Exercise requirements: Nothing in the records may be left out or altered; reproduce them all exactly.

Data supplied:
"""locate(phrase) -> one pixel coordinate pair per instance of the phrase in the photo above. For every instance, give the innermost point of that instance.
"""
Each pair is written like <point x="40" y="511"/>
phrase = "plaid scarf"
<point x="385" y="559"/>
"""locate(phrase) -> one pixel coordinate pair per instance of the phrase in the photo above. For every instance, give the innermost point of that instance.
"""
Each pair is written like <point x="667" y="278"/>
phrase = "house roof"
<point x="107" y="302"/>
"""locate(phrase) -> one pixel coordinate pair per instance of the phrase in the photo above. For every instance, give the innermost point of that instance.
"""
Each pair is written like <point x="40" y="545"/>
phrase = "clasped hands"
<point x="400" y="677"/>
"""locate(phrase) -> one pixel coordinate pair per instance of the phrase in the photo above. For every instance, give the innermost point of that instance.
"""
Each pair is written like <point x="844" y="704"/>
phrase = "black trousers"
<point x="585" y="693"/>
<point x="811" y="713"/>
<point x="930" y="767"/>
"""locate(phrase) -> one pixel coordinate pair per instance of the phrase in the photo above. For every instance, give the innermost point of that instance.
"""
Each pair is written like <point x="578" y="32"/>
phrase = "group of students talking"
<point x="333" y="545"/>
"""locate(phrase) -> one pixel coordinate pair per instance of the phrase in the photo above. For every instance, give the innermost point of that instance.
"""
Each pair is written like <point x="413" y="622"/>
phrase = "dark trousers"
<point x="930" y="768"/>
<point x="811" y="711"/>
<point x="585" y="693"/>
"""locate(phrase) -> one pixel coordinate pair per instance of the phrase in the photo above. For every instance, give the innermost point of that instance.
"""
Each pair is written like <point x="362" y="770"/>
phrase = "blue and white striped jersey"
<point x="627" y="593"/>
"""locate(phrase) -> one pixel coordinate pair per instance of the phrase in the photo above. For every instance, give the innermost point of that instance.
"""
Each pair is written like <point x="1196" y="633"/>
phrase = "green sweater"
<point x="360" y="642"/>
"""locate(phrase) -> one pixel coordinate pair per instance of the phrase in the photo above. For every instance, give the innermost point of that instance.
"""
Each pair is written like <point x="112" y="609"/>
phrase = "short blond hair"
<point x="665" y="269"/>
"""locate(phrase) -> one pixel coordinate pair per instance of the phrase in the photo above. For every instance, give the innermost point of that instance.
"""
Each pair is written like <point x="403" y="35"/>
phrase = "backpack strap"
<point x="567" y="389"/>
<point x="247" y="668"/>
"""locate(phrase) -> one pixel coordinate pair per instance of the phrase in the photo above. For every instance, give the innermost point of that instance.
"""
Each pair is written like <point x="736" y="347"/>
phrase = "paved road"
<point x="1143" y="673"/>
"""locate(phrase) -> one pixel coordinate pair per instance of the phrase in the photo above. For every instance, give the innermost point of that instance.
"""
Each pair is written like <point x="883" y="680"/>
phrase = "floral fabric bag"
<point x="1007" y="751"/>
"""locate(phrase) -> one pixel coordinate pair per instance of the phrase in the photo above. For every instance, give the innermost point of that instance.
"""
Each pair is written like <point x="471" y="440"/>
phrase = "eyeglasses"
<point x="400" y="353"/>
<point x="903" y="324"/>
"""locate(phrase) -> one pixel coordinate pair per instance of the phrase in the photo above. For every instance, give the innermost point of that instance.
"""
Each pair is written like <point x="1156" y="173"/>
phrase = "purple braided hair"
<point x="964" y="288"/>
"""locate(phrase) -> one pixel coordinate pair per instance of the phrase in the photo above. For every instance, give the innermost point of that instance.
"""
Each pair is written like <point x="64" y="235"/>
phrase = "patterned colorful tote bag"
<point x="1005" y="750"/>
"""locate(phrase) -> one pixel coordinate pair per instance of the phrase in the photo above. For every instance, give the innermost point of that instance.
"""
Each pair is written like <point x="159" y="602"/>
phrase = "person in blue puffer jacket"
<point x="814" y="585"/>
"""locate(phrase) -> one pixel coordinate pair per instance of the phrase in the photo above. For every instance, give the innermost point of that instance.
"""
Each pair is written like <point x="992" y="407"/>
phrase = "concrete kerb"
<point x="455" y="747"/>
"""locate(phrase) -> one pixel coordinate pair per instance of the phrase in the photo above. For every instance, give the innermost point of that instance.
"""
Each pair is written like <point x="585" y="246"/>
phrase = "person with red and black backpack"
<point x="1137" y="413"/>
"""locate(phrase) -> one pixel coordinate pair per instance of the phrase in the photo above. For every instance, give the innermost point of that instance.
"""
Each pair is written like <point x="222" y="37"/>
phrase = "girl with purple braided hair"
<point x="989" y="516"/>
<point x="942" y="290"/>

Output for this task:
"""locate(phrase) -> one pixel coordinate pair per instance of the phrase in the photo above. For every instance, give the innermost point of that instance.
"""
Each pair is written like <point x="40" y="511"/>
phrase = "plaid scarf"
<point x="385" y="559"/>
"""locate(phrase) -> one pixel coordinate pair per instance of the phrase in the photo above. For every instance, give the innermost point of that instance.
"""
Each pair is written like <point x="667" y="278"/>
phrase = "house roof"
<point x="107" y="302"/>
"""locate(phrase) -> one pixel coordinate pair per instance of the phrase in the photo above. For every instance, give the innermost point of that instance.
"""
Each pair is written like <point x="40" y="545"/>
phrase = "clasped hands"
<point x="400" y="677"/>
"""locate(phrase) -> one pixel coordinate pair per instance of the phrase in the photo above. For every instance, give the innermost point of that instance.
"""
Each pair is written like <point x="844" y="704"/>
phrase = "black trousers"
<point x="585" y="693"/>
<point x="811" y="713"/>
<point x="930" y="767"/>
"""locate(phrase) -> one pixel coordinate pair per instance of the phrase in the photo above. For every instance, give the innermost point of that instance.
"""
Each pair is written like <point x="578" y="32"/>
phrase = "group of students talking"
<point x="333" y="545"/>
"""locate(phrase) -> one pixel coordinate pair per instance of the phrase in the photo above. For every instance, give the innermost point of that instance.
"""
Each pair is written like <point x="413" y="622"/>
phrase = "dark trousers"
<point x="930" y="768"/>
<point x="811" y="711"/>
<point x="585" y="693"/>
"""locate(phrase) -> one pixel coordinate pair per instance of the phrase in the photo above. For every instance, give the innermost point of that instance.
"""
Each pair is written like <point x="362" y="770"/>
phrase = "blue and white striped jersey"
<point x="627" y="593"/>
"""locate(phrase) -> one pixel coordinate pair per instance of the phrase in the photo above. For every instance, give the innermost point of that instance.
"""
Each pair is written like <point x="1196" y="633"/>
phrase = "green sweater"
<point x="360" y="642"/>
"""locate(phrase) -> one pixel coordinate pair per instance of the phrase in the photo above. For every instance, give the innermost point of that instance.
"""
Each pair is written like <point x="112" y="609"/>
phrase = "short blond hair"
<point x="665" y="269"/>
"""locate(phrase) -> one pixel coordinate pair per instance of the phrase in the photo above. For every instance, give the innermost point of that instance.
"""
Each pair is written like <point x="403" y="35"/>
phrase = "backpack strap"
<point x="567" y="389"/>
<point x="247" y="668"/>
"""locate(phrase) -> one pixel coordinate pair per instance of the phrase in the photo above. For every instance, give the innermost point of that instance.
"""
Each pair is written like <point x="736" y="347"/>
phrase = "paved road"
<point x="1143" y="673"/>
"""locate(phrase) -> one pixel coordinate pair per instance of the phrase in the photo above. For every instance, give the innermost point of that instance.
"""
Each pair is written like <point x="883" y="680"/>
phrase = "floral fabric bag"
<point x="1007" y="751"/>
"""locate(phrase) -> one pixel coordinate pair per instance of the phrase in the photo above. For every instance, give the innermost point of that instance.
"""
Each pair is written like <point x="471" y="440"/>
phrase = "eyeglasses"
<point x="400" y="353"/>
<point x="903" y="324"/>
"""locate(phrase) -> one pixel coordinate pair per instance of the phrase in the photo above. For every instance, give the innermost point of that instance.
"""
Each pair is written like <point x="1156" y="173"/>
phrase = "purple braided hair"
<point x="964" y="288"/>
"""locate(phrase) -> one pixel coordinate pair per instance of the phrase in the photo above. For every instance, give the innermost point of that instance.
"""
Each pair is written like <point x="64" y="235"/>
phrase = "patterned colorful tote bag"
<point x="1005" y="750"/>
"""locate(phrase) -> one pixel coordinate pair per instance of the phrase in the photo above. For every instance, give the innermost point of that instance.
"""
Each pair is written like <point x="159" y="602"/>
phrase = "person in blue puffer jacket"
<point x="814" y="585"/>
"""locate(phrase) -> one pixel coordinate pair per instance of the phrase in the photo above. For every instance, give the innermost point of that instance.
"""
Each pair is written like <point x="992" y="407"/>
phrase = "concrete kerb"
<point x="455" y="747"/>
"""locate(phrase) -> one pixel coordinate pair per instance of the phrase in the photo above. For every instance, give the innermost point of that instance.
"""
Each pair is written like <point x="585" y="246"/>
phrase = "person with red and black backpack"
<point x="1137" y="413"/>
"""locate(phrase) -> one pixel coordinate pair per instance of the phrase in the photo above. For every instance, give the innermost point of that instance.
"""
Each pair is written like <point x="222" y="37"/>
phrase = "girl with purple braided hair"
<point x="989" y="516"/>
<point x="942" y="290"/>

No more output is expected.